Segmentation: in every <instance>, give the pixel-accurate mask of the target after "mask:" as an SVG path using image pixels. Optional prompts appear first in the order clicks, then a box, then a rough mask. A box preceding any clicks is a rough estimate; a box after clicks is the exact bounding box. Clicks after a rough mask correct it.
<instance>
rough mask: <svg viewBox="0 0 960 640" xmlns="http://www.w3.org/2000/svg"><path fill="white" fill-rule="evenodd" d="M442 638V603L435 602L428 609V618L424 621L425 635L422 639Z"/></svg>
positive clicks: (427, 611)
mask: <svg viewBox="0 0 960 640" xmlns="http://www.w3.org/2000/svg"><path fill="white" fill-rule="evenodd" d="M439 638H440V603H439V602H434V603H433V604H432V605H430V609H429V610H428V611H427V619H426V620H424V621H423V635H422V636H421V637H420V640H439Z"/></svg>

▸ AIM OF THE EXERCISE
Each line of the material is to be copied exactly.

▸ ANSWER SECTION
Segmentation: in every <instance>, give the pixel-accurate mask of the target after "mask:" as an SVG path using image pixels. Optional prompts appear first in the order clicks, then a box, then a rough mask. A box preceding any clicks is a rough estimate; a box after clicks is the exact bounding box. Clicks after a rough mask correct it.
<instance>
rough mask: <svg viewBox="0 0 960 640" xmlns="http://www.w3.org/2000/svg"><path fill="white" fill-rule="evenodd" d="M442 638V603L435 602L428 609V618L424 621L425 635L422 639Z"/></svg>
positive clicks: (427, 611)
mask: <svg viewBox="0 0 960 640" xmlns="http://www.w3.org/2000/svg"><path fill="white" fill-rule="evenodd" d="M439 638H440V603H439V602H434V603H433V604H432V605H430V609H429V610H428V611H427V619H426V620H424V621H423V635H422V636H421V637H420V640H439Z"/></svg>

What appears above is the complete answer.